'''
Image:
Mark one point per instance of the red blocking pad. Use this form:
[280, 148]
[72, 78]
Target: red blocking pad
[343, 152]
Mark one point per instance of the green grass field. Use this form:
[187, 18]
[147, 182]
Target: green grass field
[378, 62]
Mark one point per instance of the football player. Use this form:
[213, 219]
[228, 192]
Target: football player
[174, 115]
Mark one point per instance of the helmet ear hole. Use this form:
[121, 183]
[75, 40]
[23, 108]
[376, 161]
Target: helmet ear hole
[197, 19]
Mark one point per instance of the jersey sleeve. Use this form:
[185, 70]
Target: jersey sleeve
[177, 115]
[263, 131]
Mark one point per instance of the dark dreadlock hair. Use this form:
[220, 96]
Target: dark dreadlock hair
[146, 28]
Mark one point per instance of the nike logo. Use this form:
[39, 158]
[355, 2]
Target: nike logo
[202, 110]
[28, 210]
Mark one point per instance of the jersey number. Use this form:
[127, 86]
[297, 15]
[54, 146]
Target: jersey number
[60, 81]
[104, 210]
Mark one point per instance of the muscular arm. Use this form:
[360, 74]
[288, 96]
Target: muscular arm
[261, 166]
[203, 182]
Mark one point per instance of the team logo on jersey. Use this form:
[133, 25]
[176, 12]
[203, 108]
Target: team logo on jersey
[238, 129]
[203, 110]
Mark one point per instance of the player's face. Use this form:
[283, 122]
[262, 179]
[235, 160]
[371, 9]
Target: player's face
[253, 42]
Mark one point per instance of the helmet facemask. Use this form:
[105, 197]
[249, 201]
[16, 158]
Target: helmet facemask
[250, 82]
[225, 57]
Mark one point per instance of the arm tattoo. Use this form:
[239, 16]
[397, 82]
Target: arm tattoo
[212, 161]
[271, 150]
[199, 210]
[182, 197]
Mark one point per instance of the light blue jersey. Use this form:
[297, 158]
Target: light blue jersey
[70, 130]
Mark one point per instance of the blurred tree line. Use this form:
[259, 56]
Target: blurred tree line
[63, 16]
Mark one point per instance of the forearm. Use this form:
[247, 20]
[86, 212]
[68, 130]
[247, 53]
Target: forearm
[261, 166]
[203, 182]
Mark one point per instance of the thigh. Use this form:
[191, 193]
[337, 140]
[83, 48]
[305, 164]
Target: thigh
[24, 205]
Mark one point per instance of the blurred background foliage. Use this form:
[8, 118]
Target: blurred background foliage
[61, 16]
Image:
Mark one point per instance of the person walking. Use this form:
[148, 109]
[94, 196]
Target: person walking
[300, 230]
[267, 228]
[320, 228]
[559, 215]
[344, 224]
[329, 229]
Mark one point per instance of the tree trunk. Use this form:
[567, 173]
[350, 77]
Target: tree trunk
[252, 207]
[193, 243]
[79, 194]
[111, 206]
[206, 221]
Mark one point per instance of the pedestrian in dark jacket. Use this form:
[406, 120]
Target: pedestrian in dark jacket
'''
Please give back only the lines between the first line of the entries and the line with "Mark one point per instance of the jersey sleeve.", both ends included, word for word.

● **SOLUTION FOR THIS EXERCISE**:
Image:
Mark one point per instance of the red blocking pad. Use this form:
[280, 148]
[72, 78]
Target: red blocking pad
[343, 152]
Mark one point per instance of the green grass field. Use this form:
[187, 18]
[147, 182]
Target: green grass field
[378, 62]
Mark one point per instance of the football player. Use this form:
[213, 219]
[228, 192]
Target: football player
[174, 115]
Mark one point per instance of the helmet ear hole. Use this form:
[121, 183]
[75, 40]
[23, 108]
[376, 161]
Target: helmet ear hole
[197, 19]
Mark one point per instance of the jersey sleeve. Use this form:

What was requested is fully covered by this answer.